▶ _TEXT EXTRACT_
Written by John Griffin and directed by Kyle Patrick Alvarez, Crater is a Disney+ Original movie about five friends who take the lunar road trip of a lifetime after Caleb’s (Isaiah Russell-Bailey) dad dies in the lunar mines. Several hundred years from now, the moon is a mining colony and employees’ children are promised a trip to Omega if both of their parents die on the job.
Crater feels very in the vein of a Disney Chanel Original Movie from their halcyon days when the concepts were fun and farfetched but the messages ran deep. A road trip on the moon? What kid wouldn’t see that commercial and be counting down the days until it premiered? But a movie that’s entire plot revolves around dead parents, raw corporate deals, constant mortal peril, and is underpinned by climate anxiety? That’s a level above the standard children’s affair that makes Crater stand out.
The road trip of it all is a blast. It’s simply a group of kids who steal a lunar rover during a meteor shower to fulfill Caleb’s dad’s dying wish that he go see what’s in a special crater a day’s drive away. But like a good road trip movie, the fun parts are fun, but the bonding is just as important. All five characters get to learn, grow, overcome fears, divulge their love for one another, and spark the beginnings of new relationships that will last lifetimes. And that notion of a lifetime is constantly present, adding all kinds of more mature emotions and questions to the experience.

▶ _TASKS AND EXERCISES_
a - In the review of Crater, what are employees' children promised if both of their parents die on the job?
b - Resume the review of Crater after its last sentence.

▶ _GIVEN MATERIAL_

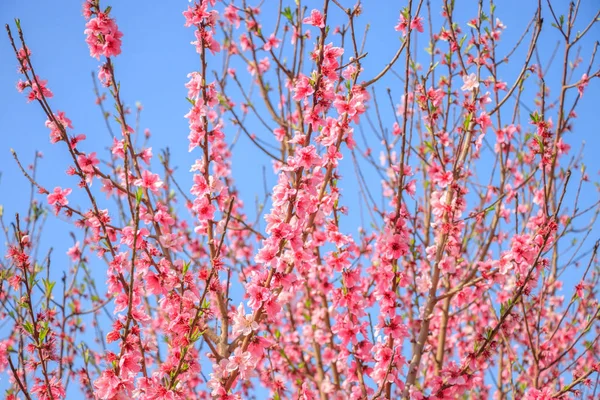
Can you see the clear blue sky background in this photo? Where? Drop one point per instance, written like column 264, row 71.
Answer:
column 157, row 57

▶ _SOLVED TASKS_
a - A trip to Omega.

b -
Caleb has no say in the matter, he must go to Omega when the meteor shower passes. And that trip takes 75 years in cryo sleep. By the time he arrives, he’ll still be a kid, but all of his friends will be old or dead, as he puts it. The kids all know these are their last days together, but instead of being all negative and dismal about it, especially Dylan (Billy Barratt), Caleb’s best friend who makes it abundantly clear that he’s happy Caleb gets to go to Omega because it means Caleb will be taking a piece of all five of them there with him. It’s a precious display of friendship and a wonderful example of what being a truly supportive friend can look like — a rarity in movies about teenagers.
Crater also handles death quite well. Most of the characters in the movie have encountered death, and all of them certainly encounter mortal peril during the course of the movie itself. There’s never, as an adult, much concern that somebody is going to die in the movie, but there are multiple highly suspenseful scenes that force the characters to confront mortality in a way where they reflect on their own experiences with losing parents fairly meaningfully. It’s a supremely difficult subject, but one that plenty of kids endure themselves, and any movie that approaches the subject positively is a win in my book.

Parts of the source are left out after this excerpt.